DIRECTIONS FOR THIS TASK
Read the records that follow and state how many lines hold "trace", adding nothing else.

EXTRACTED DATA
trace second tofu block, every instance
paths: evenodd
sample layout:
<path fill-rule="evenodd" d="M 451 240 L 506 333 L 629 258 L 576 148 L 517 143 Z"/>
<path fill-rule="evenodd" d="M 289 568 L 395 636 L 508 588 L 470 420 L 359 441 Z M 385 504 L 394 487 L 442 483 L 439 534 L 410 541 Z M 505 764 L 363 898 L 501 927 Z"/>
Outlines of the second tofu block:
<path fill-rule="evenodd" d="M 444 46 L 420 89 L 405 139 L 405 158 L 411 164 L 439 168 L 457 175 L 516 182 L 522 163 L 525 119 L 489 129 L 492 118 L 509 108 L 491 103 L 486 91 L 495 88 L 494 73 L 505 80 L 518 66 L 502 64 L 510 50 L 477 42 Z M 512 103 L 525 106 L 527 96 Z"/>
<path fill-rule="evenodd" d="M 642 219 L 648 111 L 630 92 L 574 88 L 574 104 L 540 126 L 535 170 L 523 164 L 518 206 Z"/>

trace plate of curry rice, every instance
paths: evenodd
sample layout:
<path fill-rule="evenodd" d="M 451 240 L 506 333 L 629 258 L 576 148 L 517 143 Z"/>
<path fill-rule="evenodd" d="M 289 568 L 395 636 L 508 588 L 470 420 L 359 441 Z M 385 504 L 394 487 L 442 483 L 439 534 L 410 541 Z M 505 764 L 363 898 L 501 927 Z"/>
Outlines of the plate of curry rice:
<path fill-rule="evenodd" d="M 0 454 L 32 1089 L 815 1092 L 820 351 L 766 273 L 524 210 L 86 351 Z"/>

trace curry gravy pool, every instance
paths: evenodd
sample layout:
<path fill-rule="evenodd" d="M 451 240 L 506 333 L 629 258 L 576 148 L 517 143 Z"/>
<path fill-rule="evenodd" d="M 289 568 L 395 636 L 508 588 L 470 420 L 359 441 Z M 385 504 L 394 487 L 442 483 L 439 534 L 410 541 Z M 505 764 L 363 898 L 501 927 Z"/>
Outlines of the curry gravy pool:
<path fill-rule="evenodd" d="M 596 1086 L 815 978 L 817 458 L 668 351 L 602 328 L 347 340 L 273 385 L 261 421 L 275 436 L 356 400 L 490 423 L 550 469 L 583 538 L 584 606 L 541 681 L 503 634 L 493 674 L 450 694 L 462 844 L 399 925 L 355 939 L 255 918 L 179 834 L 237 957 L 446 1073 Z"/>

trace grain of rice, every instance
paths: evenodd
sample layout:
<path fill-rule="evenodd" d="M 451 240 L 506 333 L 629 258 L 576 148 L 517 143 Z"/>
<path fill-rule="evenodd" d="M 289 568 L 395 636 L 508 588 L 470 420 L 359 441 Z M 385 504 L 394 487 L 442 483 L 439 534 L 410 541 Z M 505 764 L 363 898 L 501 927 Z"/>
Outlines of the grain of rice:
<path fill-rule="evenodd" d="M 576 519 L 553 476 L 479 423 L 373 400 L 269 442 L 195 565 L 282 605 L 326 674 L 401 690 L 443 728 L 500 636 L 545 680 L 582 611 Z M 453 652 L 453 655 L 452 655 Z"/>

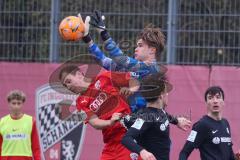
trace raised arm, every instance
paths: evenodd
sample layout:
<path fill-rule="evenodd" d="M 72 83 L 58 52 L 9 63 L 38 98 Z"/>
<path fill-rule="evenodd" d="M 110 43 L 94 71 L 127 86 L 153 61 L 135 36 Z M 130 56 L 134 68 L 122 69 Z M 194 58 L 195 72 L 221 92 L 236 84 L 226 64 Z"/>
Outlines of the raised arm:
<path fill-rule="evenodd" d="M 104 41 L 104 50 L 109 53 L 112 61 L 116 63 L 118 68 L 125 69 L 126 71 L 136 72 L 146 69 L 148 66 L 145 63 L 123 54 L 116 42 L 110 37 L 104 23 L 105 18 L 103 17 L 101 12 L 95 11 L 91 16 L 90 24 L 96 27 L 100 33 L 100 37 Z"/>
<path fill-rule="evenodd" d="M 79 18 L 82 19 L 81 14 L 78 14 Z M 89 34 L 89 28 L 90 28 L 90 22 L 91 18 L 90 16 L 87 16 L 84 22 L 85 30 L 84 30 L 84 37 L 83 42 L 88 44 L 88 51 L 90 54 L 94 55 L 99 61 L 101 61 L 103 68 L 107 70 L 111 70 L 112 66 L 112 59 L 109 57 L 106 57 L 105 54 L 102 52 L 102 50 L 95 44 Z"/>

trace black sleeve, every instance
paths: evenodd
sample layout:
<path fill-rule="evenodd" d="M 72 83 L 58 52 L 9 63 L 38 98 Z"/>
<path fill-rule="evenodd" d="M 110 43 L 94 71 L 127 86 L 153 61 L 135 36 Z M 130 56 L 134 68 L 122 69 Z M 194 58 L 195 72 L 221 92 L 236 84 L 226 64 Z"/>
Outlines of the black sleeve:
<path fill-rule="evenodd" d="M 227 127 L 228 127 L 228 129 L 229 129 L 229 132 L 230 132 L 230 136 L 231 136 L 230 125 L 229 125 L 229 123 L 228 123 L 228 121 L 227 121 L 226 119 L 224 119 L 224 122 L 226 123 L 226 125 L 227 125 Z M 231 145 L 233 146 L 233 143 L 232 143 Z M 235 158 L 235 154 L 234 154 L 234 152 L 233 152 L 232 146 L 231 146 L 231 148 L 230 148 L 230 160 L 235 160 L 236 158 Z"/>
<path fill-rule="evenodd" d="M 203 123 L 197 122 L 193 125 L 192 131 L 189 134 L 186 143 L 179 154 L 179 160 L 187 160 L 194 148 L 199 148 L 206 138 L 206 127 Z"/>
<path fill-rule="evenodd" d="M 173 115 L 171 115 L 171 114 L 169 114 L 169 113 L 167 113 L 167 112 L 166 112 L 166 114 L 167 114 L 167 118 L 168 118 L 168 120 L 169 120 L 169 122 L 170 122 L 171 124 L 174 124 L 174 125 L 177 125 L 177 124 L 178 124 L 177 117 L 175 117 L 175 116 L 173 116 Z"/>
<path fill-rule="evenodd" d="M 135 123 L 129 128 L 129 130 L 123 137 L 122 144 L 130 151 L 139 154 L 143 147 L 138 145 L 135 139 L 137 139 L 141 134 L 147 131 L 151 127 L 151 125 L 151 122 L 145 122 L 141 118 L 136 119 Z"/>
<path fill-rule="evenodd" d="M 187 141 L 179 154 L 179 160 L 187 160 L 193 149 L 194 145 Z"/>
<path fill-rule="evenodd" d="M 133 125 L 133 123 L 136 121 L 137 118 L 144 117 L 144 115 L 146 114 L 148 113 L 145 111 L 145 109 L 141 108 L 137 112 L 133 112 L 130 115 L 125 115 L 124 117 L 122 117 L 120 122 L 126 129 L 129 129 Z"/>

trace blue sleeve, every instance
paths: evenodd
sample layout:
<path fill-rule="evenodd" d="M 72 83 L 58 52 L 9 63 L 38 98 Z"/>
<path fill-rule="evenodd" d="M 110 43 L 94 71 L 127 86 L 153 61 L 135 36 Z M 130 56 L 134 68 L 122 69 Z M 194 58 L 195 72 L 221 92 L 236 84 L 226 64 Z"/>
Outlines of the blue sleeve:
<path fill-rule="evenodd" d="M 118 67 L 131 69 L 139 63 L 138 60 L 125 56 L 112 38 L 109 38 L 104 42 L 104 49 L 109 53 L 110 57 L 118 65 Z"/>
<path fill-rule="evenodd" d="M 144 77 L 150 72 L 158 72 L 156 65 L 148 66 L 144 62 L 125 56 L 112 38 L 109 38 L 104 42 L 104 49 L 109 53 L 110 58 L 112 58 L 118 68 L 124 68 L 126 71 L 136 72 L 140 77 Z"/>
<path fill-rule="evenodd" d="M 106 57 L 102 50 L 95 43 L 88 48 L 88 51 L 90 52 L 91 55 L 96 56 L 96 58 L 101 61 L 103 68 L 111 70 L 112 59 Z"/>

* * *

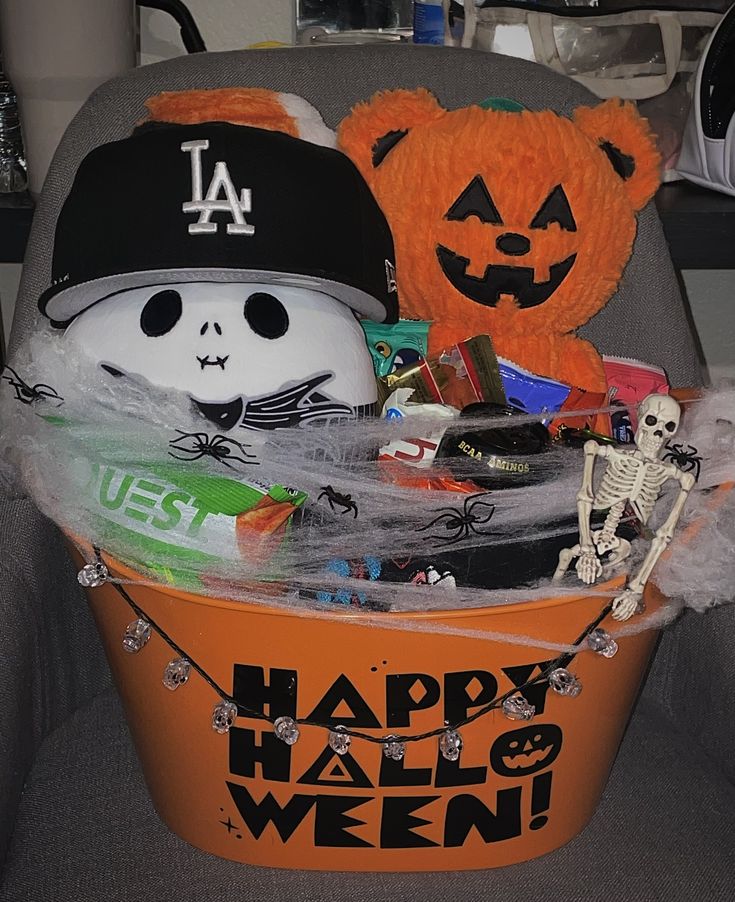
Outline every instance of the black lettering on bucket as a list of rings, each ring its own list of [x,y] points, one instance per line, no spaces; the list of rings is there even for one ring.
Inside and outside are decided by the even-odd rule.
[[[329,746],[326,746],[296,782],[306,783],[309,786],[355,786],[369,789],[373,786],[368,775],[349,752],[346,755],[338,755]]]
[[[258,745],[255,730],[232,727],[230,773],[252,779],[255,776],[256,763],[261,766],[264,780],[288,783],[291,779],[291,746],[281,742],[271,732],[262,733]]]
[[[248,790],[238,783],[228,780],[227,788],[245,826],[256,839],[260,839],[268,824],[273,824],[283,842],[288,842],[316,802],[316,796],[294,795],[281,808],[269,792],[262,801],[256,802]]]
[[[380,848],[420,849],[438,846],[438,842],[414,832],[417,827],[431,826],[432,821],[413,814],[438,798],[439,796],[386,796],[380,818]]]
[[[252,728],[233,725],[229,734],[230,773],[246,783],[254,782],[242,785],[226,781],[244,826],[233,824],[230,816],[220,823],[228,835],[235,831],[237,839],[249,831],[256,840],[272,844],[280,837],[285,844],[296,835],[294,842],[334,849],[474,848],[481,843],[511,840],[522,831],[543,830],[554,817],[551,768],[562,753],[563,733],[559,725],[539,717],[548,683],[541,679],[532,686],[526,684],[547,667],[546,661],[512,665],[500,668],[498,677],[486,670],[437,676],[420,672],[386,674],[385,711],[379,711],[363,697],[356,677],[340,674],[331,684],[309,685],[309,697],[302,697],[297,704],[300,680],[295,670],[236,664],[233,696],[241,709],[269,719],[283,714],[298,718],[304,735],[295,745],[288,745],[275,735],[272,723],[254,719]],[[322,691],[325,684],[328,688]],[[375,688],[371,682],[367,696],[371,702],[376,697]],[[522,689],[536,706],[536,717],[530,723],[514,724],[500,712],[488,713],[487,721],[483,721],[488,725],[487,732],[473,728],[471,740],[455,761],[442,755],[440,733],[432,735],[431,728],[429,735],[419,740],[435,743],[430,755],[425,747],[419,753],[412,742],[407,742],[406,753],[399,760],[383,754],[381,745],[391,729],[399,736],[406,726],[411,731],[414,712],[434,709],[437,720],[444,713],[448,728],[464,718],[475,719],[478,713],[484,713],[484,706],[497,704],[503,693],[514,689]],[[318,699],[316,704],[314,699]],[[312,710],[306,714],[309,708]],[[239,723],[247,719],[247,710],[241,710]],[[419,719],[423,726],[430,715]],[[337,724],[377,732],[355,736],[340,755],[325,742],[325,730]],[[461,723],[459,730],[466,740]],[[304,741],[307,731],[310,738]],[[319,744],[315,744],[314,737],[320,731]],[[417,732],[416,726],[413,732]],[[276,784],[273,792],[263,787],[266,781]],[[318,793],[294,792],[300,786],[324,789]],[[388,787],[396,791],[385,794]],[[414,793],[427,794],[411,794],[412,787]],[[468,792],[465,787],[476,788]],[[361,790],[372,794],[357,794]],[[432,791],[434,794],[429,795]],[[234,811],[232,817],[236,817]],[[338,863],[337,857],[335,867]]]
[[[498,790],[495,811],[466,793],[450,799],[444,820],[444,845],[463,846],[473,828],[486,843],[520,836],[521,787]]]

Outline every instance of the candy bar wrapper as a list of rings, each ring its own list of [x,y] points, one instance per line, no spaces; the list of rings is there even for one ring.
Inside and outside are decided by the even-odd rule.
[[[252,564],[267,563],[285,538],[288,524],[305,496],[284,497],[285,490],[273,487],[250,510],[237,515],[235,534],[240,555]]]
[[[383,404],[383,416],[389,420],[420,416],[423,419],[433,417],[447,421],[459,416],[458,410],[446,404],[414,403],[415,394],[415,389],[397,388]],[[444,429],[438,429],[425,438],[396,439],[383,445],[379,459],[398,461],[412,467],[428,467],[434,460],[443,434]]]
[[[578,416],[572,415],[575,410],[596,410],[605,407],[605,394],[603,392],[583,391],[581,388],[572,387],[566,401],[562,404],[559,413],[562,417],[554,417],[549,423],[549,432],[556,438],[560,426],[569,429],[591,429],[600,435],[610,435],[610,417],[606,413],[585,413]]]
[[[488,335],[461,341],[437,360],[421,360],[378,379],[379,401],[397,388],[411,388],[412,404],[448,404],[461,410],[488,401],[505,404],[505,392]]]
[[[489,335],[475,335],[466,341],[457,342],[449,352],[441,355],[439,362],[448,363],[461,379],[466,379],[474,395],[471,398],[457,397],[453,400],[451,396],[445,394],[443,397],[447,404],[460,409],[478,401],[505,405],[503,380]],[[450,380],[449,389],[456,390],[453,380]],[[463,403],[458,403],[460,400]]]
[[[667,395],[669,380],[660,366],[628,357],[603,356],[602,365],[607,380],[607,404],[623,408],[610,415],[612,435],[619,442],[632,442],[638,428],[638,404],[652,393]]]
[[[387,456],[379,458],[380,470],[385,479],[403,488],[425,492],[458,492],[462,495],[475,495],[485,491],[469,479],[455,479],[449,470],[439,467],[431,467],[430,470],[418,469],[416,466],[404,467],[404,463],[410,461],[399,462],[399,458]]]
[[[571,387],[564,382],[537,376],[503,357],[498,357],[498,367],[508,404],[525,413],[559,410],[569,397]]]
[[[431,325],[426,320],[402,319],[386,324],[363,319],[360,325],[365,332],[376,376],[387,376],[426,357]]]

==

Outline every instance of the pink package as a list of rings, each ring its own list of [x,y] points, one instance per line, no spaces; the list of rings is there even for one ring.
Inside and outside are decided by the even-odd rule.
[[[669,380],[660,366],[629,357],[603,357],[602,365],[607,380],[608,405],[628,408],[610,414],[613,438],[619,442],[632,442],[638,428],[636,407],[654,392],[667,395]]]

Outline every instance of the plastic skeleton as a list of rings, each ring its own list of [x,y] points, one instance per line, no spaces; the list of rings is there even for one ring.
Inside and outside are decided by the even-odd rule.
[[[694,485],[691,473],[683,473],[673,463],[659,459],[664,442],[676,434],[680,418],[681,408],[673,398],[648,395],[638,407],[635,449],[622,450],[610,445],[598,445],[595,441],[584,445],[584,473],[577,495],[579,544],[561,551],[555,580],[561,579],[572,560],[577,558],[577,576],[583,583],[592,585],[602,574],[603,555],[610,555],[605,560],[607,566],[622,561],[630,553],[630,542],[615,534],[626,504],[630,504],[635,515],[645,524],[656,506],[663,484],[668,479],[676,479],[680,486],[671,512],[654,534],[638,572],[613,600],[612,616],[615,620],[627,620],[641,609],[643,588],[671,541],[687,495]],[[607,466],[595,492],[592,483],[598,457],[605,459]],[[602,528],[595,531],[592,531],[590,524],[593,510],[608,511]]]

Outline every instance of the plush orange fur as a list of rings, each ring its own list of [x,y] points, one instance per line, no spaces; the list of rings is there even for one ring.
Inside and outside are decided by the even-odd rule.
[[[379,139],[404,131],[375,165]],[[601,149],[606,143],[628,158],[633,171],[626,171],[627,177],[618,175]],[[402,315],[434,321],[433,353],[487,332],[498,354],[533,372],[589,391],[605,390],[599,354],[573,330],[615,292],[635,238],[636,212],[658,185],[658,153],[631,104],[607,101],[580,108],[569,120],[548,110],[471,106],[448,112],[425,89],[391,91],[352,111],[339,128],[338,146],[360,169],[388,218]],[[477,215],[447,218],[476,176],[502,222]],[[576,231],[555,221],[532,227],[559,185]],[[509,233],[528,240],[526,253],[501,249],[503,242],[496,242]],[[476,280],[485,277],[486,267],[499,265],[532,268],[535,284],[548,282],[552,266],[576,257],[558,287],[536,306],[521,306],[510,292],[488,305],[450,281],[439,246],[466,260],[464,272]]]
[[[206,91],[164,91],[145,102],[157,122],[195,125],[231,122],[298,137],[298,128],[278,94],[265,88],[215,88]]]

RESULT FOR THIS TASK
7